▸ **WHAT TO WORK ON**:
With images removed, transcribe each record exactly as it appears.

START DATA EXTRACT

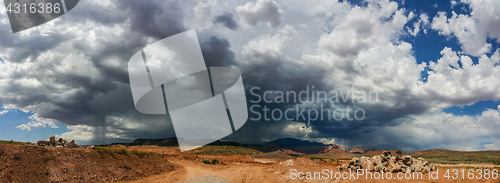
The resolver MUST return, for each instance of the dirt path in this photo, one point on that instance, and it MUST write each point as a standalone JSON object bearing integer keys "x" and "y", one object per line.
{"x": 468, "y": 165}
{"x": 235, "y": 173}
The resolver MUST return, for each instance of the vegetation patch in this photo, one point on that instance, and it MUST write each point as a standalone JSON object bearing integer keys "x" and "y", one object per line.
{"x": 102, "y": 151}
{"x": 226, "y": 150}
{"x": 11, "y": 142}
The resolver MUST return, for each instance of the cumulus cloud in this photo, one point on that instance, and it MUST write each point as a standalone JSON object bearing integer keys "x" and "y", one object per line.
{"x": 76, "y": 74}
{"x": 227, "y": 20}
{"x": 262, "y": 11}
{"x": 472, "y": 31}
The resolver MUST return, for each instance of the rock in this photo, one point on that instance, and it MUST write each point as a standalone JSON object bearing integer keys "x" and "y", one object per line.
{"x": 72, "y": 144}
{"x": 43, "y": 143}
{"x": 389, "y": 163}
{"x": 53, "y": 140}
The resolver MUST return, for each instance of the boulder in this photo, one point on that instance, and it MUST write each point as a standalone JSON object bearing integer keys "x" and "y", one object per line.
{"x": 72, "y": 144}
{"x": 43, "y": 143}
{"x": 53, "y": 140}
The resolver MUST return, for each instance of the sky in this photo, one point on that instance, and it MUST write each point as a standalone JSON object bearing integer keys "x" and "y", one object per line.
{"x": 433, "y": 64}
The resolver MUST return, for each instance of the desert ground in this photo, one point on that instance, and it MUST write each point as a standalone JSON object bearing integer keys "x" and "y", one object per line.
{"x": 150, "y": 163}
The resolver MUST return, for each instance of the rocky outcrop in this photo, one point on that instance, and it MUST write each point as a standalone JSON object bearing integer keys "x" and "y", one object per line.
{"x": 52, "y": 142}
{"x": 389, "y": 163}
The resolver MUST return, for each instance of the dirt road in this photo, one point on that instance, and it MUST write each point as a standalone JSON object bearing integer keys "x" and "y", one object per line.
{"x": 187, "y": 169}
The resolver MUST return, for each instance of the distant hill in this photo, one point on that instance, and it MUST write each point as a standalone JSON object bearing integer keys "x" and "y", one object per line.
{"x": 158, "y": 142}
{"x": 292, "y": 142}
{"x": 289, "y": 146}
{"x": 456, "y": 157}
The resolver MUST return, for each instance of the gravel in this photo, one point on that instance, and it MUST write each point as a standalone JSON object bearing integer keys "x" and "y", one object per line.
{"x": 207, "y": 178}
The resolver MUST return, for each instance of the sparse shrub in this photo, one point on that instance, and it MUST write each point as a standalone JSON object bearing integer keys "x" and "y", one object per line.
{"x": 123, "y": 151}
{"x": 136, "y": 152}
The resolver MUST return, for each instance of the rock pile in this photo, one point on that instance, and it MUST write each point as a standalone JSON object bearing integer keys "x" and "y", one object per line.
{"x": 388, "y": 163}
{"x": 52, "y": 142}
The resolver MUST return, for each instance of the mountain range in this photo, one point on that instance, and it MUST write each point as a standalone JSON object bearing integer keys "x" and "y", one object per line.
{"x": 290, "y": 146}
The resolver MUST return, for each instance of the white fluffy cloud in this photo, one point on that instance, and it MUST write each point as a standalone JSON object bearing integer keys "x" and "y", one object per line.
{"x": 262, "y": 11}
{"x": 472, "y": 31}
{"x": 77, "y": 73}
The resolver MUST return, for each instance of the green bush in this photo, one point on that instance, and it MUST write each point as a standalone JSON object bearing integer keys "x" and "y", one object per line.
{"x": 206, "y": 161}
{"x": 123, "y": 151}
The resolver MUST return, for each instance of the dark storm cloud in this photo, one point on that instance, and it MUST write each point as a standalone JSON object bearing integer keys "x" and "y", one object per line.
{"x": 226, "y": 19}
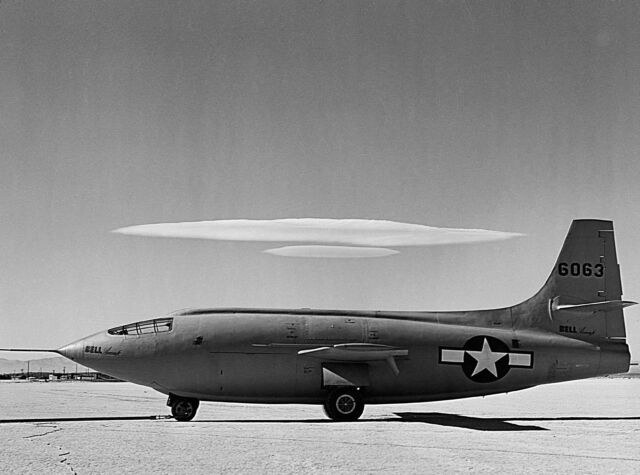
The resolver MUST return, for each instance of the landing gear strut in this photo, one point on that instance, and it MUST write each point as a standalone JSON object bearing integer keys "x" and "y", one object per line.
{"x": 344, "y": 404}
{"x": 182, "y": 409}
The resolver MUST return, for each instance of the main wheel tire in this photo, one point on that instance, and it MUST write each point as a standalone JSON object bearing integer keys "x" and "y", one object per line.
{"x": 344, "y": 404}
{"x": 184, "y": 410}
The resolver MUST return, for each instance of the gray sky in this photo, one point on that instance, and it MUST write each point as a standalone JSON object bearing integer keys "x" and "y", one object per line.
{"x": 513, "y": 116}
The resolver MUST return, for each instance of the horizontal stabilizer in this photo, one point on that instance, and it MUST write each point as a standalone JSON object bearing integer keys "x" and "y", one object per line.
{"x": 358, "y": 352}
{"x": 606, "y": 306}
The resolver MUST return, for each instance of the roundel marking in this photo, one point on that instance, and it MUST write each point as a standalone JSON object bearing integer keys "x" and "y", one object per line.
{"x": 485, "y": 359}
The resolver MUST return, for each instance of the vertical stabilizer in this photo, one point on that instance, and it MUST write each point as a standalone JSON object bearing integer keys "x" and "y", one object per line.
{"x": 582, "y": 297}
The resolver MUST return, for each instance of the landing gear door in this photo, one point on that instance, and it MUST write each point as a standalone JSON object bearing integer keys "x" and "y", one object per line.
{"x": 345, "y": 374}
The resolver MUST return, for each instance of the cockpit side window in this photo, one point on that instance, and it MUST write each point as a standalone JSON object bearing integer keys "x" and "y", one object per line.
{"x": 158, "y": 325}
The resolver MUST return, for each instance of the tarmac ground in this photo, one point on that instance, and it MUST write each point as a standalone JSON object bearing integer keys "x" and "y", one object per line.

END DATA EXTRACT

▸ **FINAL ANSWER**:
The resolver MUST return, for each instance of the dirt path in this photo, one point on that instance, and it MUST write each point as a standalone JSON object bearing integer keys "x" and "y", one object per line.
{"x": 468, "y": 165}
{"x": 235, "y": 173}
The resolver MUST return, for each instance of the vegetation patch in this photo, one point on that instance, and it MUST write each point as a standalone JSON object bearing integer keys "x" and "y", one object per line.
{"x": 102, "y": 151}
{"x": 226, "y": 150}
{"x": 11, "y": 142}
The resolver MUST return, for each instance of the cumulus cloud in this photo, one point on that instance, and it MUST write each point as a standalone JSON object bearing integer keys "x" and "y", one object per line.
{"x": 76, "y": 74}
{"x": 227, "y": 20}
{"x": 262, "y": 11}
{"x": 472, "y": 31}
The resolver MUST return, for each instance of the rock in this photo, one point on that instance, and it MUST write each point as a standalone JSON object bearing integer keys "x" and "y", one object per line.
{"x": 72, "y": 144}
{"x": 43, "y": 143}
{"x": 389, "y": 163}
{"x": 53, "y": 140}
The resolver MUST return, for each instance of the boulder in this photo, one point on that instance, and it MUST write each point as a standalone JSON object bearing integer keys "x" and "y", one object per line.
{"x": 72, "y": 144}
{"x": 43, "y": 143}
{"x": 53, "y": 140}
The resolver MUST return, for each instance of the sky in this photo, one point on that instance, and it MUST write each point as a standalone JSON object bearing integer keys "x" and "y", one object per line.
{"x": 433, "y": 64}
The resolver MUST return, for each instance of the desert ground in this photo, one point on that instance, and it MUST write each point as a standalone JSON object bearing integer keys "x" and "y", one object per line.
{"x": 150, "y": 163}
The resolver MUST return, for each instance of the rocky outcrop in this photo, one point on that instance, and it MUST write each point as a standalone JSON object bearing integer keys "x" and "y", one object per line.
{"x": 52, "y": 142}
{"x": 389, "y": 163}
The resolver MUST return, for each instance of the dirt road in this photo, one point on that instance, and it MUST write each point as a standalone JSON object bearing integer keys "x" and "y", one object per line.
{"x": 187, "y": 169}
The resolver MUST return, for each instance of the distant hill in this photo, one point on that instance, and it MUST write each point as a standalone JSON object bearing integer keys "x" and "y", one object per line.
{"x": 158, "y": 142}
{"x": 292, "y": 142}
{"x": 289, "y": 146}
{"x": 456, "y": 157}
The resolver MUST return, for each instance of the gravel in this photo, one point on that instance, and it MUST write each point as a standalone JSON object bearing integer keys "x" and "y", one object per line.
{"x": 207, "y": 178}
The resolver MUST return, for each instance of the sparse shrub in this photo, one point on that instance, and it MUST write each point as a standalone JSON object bearing integer keys "x" and "y", one object per line.
{"x": 123, "y": 151}
{"x": 136, "y": 152}
The resolver MUST return, for each instance of the rock pile in this photo, one point on that instance, and it MUST write each point as a standalone JSON object bearing integer keys "x" and "y", one object per line.
{"x": 388, "y": 163}
{"x": 52, "y": 142}
The resolver MUST return, for each instance of the mountain range in this photo, one point on that instance, and it MUST write each point as a standalone JSON object bearing integer keys "x" and "y", one object per line.
{"x": 290, "y": 146}
The resolver MUST return, for each instance of the white fluffy cloud in this photo, one point on that instance, and it MUST write each point as a standalone JSON object bearing integer keys "x" and "y", one object per line.
{"x": 262, "y": 11}
{"x": 472, "y": 31}
{"x": 77, "y": 73}
The resolver MUST return, for each instance of the green bush in this photo, one point on that instance, and it MUST write each point as a standalone JSON object bearing integer keys "x" and "y", one object per line.
{"x": 206, "y": 161}
{"x": 123, "y": 151}
The resolver MUST return, for each instance of the dark storm cloud in this photo, one point on that instance, and it MUST write each point as a standalone JSON object bearing integer keys "x" and "y", one object per line.
{"x": 226, "y": 19}
The resolver MUST return, for each instance of the landing gear strut in this photo, one point on that instance, and it MUST write each point as a standalone JSON object bearing integer keys "x" and "y", one object per line.
{"x": 344, "y": 404}
{"x": 182, "y": 409}
The resolver MUST return, for each instance of the main wheel tire in this photo, one point on that instance, and it MUST write each point as a standalone JSON object bearing integer keys "x" and "y", one object per line.
{"x": 344, "y": 404}
{"x": 184, "y": 410}
The resolver MUST return, for each instance of the gray sky in this photo, one point on that instance, and it MUST write each point as a standalone JSON object bearing integer keys "x" and "y", one object per line.
{"x": 513, "y": 116}
The resolver MUST return, for each instance of the horizontal stabilizer in this photo, one point on that instance, and it MUST write each point as a standalone JSON object bearing integer keys "x" and "y", one object per line.
{"x": 358, "y": 352}
{"x": 606, "y": 306}
The resolver MUST return, for each instance of the roundel marking in this photo, one point on that instance, and it MUST write each point as a standalone JSON object bearing integer keys "x" and "y", one object per line.
{"x": 485, "y": 359}
The resolver MUST return, for each instance of the vertical stabilizer in this photo, one point on that instance, and it MUST write each point as a standalone JSON object bearing integer keys "x" and "y", one object per line.
{"x": 582, "y": 297}
The resolver MUST return, for each instance of the landing gear door in this photo, one point on that instance, and it MUST write each point as a standalone JSON object bearing integer keys "x" and "y", one object per line.
{"x": 345, "y": 374}
The resolver MUST return, for each instance of the cockpit side window in this photo, one point on that instance, and it MUST write each point as a standalone JSON object bearing integer keys "x" and "y", one object per line.
{"x": 158, "y": 325}
The resolver MUST return, for each instance of the tarmac ground in this photo, one point on that instance, and it MUST write each point as a standalone JSON object bearing integer keys "x" and "y", one object per line.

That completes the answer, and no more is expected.